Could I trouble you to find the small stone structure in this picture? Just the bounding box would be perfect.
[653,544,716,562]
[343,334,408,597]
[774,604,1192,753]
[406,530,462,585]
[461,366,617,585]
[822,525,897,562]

+ + + +

* [WORK REQUIRED] Reproduce every item above verbatim, changing nothing.

* [EXERCISE OUTPUT]
Could I trouble you to find the small stone structure in this picture? Just the bounding box would be perfect.
[653,544,716,562]
[343,334,408,597]
[774,604,1192,753]
[406,530,462,585]
[461,366,617,585]
[822,525,897,562]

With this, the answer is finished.